** Document passage follows **
The **body** of a **function** can be **any valid Python code**. This includes loops and if statements. 

A difference between the body of a function and that of loops and if statements is that any code in the body of a function has **local scope**. This means that **variables inside a function do not interact with variables outside the function**.

**Local scope** is good because it means that we do not have to worry about what variable names are used by the caller and the caller doesn't have to worry about what variable names are used in the function. 

An **exception** to the local scope rule is **modules**. Modules that are loaded outside the function can still be used inside the function.

Because of local scope, the **caller cannot access variables defined inside the body of a function**. In order to retrieve any information from a function, the function should have a **return statement**. 

When a return statement is called, the function **ends**. Note that this does not mean that a return statement must be the last statement in a function. Sometimes you may want to have a conditional statement that returns different values to the caller depending on some condition.

Sometimes, you may like for a function to **return multiple values**. In this case, it is customary to **return a tuple** of values.
** End of Document passage **
** Record set follows **
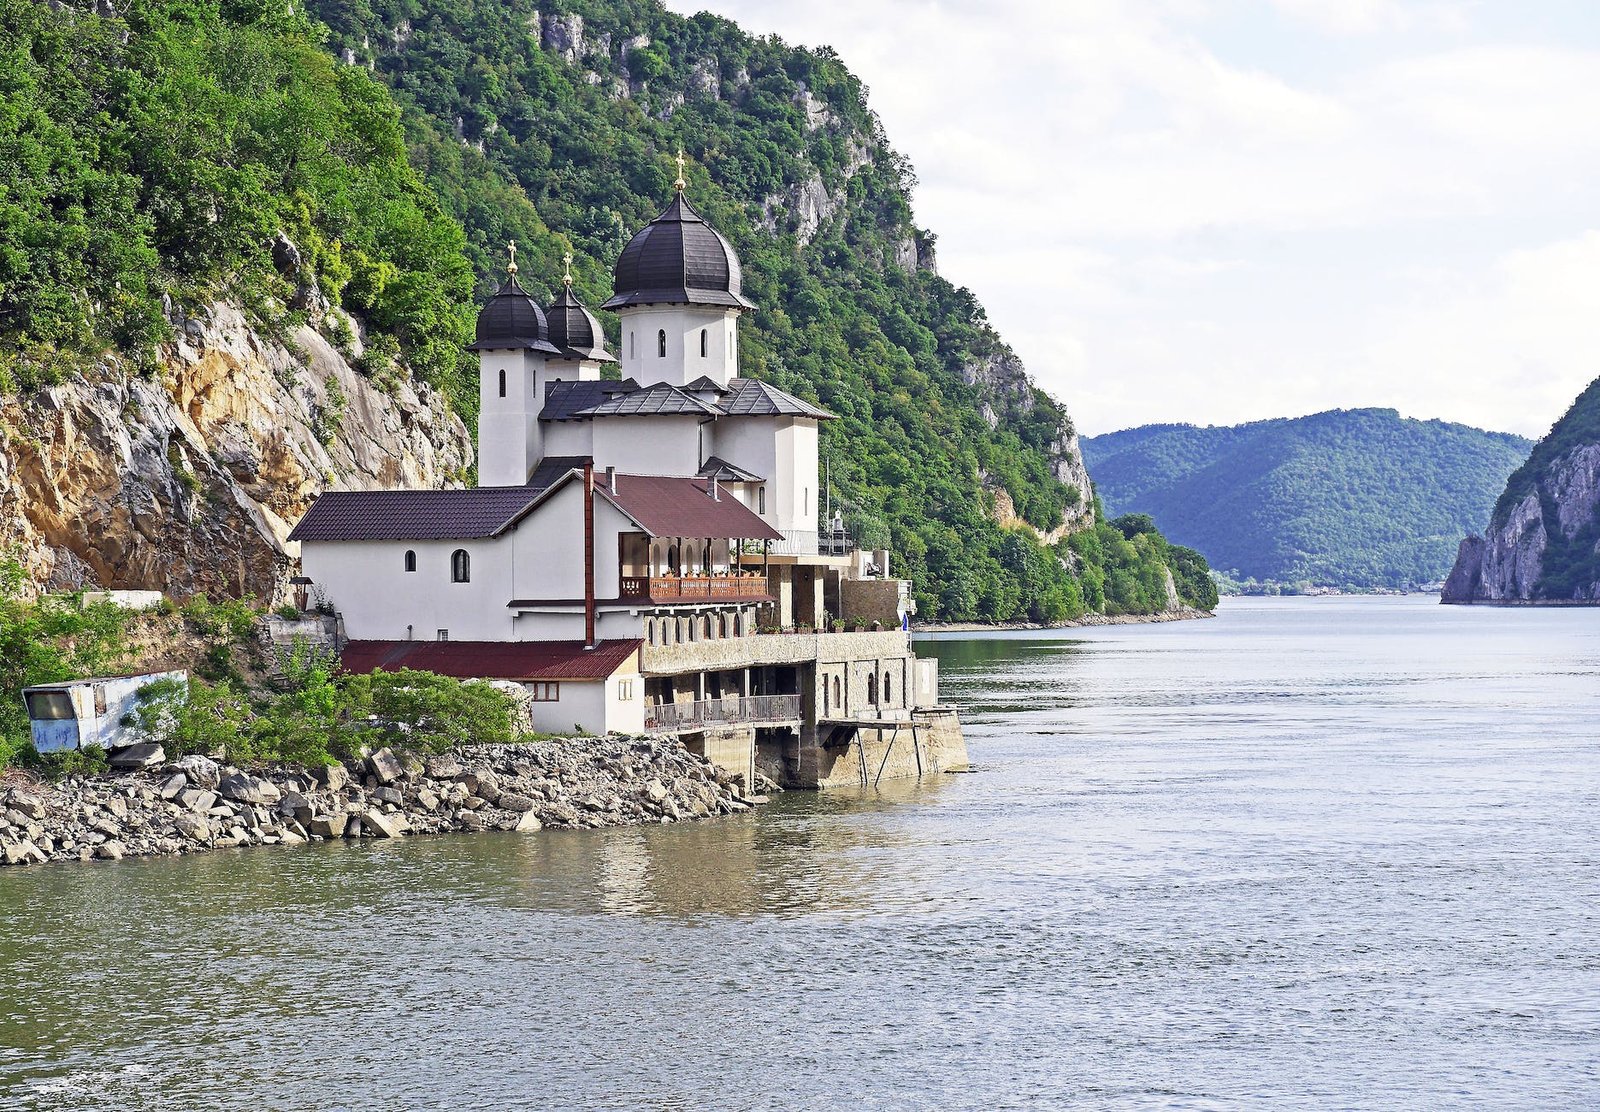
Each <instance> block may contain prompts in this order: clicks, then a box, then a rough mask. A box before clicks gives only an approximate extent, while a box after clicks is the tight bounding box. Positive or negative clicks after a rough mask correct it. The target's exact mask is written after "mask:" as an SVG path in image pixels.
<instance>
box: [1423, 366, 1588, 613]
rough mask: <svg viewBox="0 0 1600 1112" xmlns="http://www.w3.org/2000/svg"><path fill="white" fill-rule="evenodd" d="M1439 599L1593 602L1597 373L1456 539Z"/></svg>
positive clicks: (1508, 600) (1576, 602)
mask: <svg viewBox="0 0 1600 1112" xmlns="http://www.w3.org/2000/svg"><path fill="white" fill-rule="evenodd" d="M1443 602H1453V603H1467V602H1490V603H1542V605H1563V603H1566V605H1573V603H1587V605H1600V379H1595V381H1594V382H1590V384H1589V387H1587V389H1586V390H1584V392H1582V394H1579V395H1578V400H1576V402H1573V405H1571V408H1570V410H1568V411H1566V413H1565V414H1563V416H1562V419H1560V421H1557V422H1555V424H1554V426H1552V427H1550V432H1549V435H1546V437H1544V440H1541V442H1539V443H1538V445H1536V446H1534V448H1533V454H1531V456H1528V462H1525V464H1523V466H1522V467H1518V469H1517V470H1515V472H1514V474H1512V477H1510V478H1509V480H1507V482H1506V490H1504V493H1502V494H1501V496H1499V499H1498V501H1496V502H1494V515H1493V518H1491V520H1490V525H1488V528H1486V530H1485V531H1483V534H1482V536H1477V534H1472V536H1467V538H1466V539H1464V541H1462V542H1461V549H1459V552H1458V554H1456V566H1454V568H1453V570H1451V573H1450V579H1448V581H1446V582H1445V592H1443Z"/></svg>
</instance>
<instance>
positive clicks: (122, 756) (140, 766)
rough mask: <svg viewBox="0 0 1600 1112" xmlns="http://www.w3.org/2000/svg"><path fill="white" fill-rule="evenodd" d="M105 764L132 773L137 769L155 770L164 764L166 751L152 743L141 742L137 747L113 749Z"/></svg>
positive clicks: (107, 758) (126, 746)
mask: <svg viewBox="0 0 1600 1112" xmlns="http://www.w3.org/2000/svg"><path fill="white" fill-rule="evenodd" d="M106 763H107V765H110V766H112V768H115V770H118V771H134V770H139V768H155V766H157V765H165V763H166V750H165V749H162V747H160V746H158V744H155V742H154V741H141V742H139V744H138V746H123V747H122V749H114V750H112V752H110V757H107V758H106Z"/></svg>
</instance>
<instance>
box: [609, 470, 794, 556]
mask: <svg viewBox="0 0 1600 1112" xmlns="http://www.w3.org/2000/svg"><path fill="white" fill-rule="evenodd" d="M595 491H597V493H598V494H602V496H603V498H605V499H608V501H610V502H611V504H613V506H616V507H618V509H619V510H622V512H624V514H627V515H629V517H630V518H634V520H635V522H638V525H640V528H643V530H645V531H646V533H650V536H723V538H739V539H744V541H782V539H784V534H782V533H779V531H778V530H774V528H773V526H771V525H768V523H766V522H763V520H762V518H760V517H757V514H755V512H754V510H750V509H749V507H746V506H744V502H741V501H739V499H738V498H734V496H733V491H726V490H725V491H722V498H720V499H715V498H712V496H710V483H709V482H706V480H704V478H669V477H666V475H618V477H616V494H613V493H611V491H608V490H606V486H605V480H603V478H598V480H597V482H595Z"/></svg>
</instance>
** End of Record set **
» **Exercise directions**:
Answer these questions about the passage on Python functions:
(a) What does the passage name as an exception to the local scope rule?
(b) What happens to a function when a return statement is called?
(c) What is customary when a function needs to return multiple values?

» **Solution to this task**:
(a) Modules are the exception: modules loaded outside the function can still be used inside it.
(b) The function ends.
(c) It is customary to return a tuple of values.